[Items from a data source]
==========

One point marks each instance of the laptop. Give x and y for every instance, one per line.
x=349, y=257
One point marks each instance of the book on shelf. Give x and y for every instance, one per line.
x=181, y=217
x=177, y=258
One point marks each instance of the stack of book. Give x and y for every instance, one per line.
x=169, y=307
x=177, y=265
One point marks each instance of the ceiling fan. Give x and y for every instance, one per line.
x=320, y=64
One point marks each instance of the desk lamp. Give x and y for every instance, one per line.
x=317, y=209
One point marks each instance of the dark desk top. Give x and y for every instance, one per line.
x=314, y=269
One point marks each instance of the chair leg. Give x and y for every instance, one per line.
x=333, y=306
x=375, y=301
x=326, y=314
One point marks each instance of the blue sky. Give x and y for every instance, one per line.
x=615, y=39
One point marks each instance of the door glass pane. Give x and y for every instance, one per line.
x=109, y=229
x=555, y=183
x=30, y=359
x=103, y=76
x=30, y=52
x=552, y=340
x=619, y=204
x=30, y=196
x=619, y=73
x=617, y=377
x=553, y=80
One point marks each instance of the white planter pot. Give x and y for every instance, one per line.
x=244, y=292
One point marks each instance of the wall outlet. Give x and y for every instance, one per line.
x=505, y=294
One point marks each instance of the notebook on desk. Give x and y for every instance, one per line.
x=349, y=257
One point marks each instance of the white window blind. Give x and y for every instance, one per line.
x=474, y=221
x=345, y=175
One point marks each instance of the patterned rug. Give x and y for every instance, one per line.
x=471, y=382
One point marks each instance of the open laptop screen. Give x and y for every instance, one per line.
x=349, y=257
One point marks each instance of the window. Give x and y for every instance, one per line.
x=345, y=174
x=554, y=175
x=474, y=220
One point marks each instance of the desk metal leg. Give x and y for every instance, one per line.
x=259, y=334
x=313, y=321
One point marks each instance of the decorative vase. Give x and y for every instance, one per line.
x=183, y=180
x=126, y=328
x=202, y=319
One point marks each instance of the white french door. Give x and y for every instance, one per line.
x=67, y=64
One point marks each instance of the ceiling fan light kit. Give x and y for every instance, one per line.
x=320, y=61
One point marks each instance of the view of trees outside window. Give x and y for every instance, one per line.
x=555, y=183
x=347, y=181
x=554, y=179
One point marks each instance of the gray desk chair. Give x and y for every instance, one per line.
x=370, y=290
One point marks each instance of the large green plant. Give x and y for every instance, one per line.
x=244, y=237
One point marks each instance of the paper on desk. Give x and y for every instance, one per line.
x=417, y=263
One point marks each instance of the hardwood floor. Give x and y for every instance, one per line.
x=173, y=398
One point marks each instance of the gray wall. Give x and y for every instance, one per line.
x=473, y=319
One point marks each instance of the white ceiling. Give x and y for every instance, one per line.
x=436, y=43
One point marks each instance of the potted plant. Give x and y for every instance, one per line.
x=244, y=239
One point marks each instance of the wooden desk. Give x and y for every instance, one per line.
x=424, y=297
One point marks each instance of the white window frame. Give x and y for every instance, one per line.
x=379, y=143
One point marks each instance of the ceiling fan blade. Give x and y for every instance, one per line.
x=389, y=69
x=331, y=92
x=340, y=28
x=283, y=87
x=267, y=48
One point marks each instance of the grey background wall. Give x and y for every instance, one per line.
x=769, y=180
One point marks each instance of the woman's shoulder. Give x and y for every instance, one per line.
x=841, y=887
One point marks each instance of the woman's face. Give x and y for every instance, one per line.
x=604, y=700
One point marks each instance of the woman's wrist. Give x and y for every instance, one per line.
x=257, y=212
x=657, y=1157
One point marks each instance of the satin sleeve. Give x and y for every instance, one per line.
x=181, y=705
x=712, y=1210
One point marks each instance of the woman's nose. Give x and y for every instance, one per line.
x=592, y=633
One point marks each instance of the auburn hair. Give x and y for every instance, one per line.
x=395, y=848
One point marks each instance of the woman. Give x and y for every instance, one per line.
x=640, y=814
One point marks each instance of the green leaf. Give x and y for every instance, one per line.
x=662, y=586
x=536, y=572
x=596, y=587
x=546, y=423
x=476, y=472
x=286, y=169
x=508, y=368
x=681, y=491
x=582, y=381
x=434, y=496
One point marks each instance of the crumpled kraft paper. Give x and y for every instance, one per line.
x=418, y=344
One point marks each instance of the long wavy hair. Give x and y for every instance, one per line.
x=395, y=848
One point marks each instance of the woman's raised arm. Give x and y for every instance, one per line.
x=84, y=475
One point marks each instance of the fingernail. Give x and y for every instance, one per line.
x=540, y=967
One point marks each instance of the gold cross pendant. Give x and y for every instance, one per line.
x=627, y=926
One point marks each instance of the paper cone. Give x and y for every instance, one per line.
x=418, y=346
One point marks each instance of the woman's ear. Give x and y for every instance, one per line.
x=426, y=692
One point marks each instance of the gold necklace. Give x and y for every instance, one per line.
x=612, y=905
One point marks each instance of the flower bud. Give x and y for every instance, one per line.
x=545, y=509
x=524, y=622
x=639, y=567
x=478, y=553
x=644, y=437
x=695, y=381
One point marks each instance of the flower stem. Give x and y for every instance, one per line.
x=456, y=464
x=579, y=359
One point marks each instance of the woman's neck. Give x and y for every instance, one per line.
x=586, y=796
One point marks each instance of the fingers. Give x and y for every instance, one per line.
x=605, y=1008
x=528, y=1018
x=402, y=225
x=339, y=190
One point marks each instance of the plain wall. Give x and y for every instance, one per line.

==========

-- The task --
Transcribe every record above so that nothing differs from the original.

-- Your response --
One point marks each instance of the laptop. Give x and y for every instance, one per line.
x=349, y=257
One point marks each instance of the book on shelf. Give x and y for every instance, one per line.
x=181, y=217
x=177, y=258
One point marks each instance of the stack of book. Give x and y for every instance, one per line.
x=169, y=307
x=177, y=265
One point marks each instance of the ceiling fan. Give x and y for every instance, one per line.
x=320, y=64
One point marks each instance of the desk lamp. Give x and y for every instance, one per line.
x=317, y=209
One point marks each instance of the dark desk top. Give x and y for every instance, one per line.
x=314, y=269
One point marks each instance of the chair leg. Give x and y for every instance, one per line.
x=333, y=306
x=375, y=301
x=326, y=314
One point marks each instance of the blue sky. Give x and y for every instance, one per line.
x=615, y=39
One point marks each instance of the door glass pane. Give x and y for every instance, one per line.
x=109, y=229
x=555, y=183
x=30, y=359
x=103, y=76
x=30, y=52
x=552, y=340
x=619, y=204
x=30, y=196
x=619, y=73
x=617, y=377
x=553, y=80
One point marks each instance of the white planter pot. Give x and y for every instance, one per line.
x=244, y=292
One point marks each instance of the wall outlet. Give x and y for every instance, one per line.
x=505, y=294
One point marks each instance of the notebook on desk. Give x and y for every instance, one per line.
x=349, y=257
One point marks each instance of the white window blind. Give x and y for every instance, one per line.
x=474, y=221
x=345, y=175
One point marks each instance of the patterned rug. Give x and y for every instance, one per line.
x=471, y=382
One point marks each instance of the open laptop screen. Give x and y for every instance, one per line.
x=349, y=257
One point marks each instance of the window. Give x and y for every instance, one per line.
x=345, y=174
x=554, y=175
x=474, y=220
One point marks each instance of the desk metal leg. Give x and y for every instance, one per line.
x=259, y=334
x=313, y=321
One point marks each instance of the decorative vase. Give x and y for every instance, one per line.
x=183, y=180
x=126, y=328
x=202, y=319
One point marks each instance of the white french door. Give x and y for every instance, one per line.
x=67, y=64
One point marks each instance of the ceiling fan light kit. Give x and y for every instance, one per line.
x=320, y=61
One point marks each instance of the view of trees outside window. Give x and y for every instance, one per line.
x=555, y=183
x=347, y=181
x=554, y=179
One point marks each instance of the gray desk chair. Give x and y for every instance, one per line.
x=370, y=290
One point marks each instance of the large green plant. Give x and y for every instance, one per line.
x=244, y=237
One point marks each instance of the paper on desk. Give x and y for every instance, one per line.
x=417, y=263
One point marks each instance of the hardwood floor. Give x and y for every instance, one per line.
x=173, y=398
One point marks each instance of the gray wall. Give x and y for every instance, one per line.
x=473, y=319
One point marks each instance of the white ceiling. Give x and y for every instance, one per line.
x=436, y=43
One point marks each instance of the potted plant. Give x and y for every instance, one per line.
x=244, y=239
One point marks each instance of the wooden desk. Give x and y for every instance, one per line.
x=424, y=297
One point marks each instance of the white window frame. Give x and y for every instance, one per line.
x=379, y=143
One point marks each instance of the ceiling fan blade. Give x and y for every instance, one per line.
x=389, y=69
x=331, y=92
x=340, y=28
x=283, y=87
x=267, y=48
One point marks each instance of the grey background wall. Give x and y for every instance, one per line.
x=769, y=180
One point marks each instance of the woman's shoulder. Give x and y for every instance, one per line.
x=841, y=887
One point marks each instance of the woman's face. Give x and y for every instance, one per line.
x=604, y=700
One point marks each instance of the woman's wrist. Give x and y for every instance, one per line.
x=257, y=212
x=657, y=1157
One point marks each instance of the satin sleeve. Give x and y for every instance, one per line.
x=181, y=705
x=712, y=1210
One point marks each instance of the woman's nose. Give x and y for every instance, one per line.
x=592, y=633
One point marks each instance of the auburn hair. Give x and y for every instance, one per line.
x=395, y=848
One point marks each instance of the woman. Give x and y for every instance, one per line.
x=640, y=814
One point marks each instance of the green leaf. Give x and y for every instance, one per line.
x=662, y=586
x=536, y=572
x=596, y=587
x=546, y=423
x=476, y=472
x=286, y=169
x=508, y=368
x=681, y=491
x=582, y=381
x=434, y=496
One point marks each instance of the crumpled kraft paper. Give x and y for every instance, one per line.
x=418, y=344
One point marks each instance of the long wavy hair. Give x and y for every instance, one per line.
x=395, y=848
One point marks each instance of the woman's raised arm. Give x and y for every instance, one per line.
x=84, y=475
One point marks each instance of the fingernail. Give x and y for every instance, one per line.
x=540, y=967
One point marks each instance of the gold cross pendant. Give x and y for every instance, one per line.
x=627, y=926
One point marks each instance of the paper cone. Give x and y for every instance, one per line.
x=418, y=346
One point marks each instance of the woman's ear. Give x and y for every instance, one per line.
x=426, y=692
One point marks each instance of the gold necklace. Give x and y for every instance, one per line.
x=612, y=905
One point marks each instance of the flower bud. Give x and y for every instance, one per line.
x=545, y=509
x=524, y=622
x=639, y=567
x=478, y=553
x=644, y=437
x=695, y=381
One point marks each instance of the flower stem. Give x and y for every instance, one per line.
x=456, y=464
x=579, y=359
One point marks each instance of the woman's neck. Give x and y for every instance, one per line.
x=586, y=796
One point marks each instance of the fingers. Give x and y for every instance, one per line.
x=605, y=1008
x=528, y=1018
x=402, y=225
x=339, y=190
One point marks each instance of the plain wall. Give x and y for every instance, one per line.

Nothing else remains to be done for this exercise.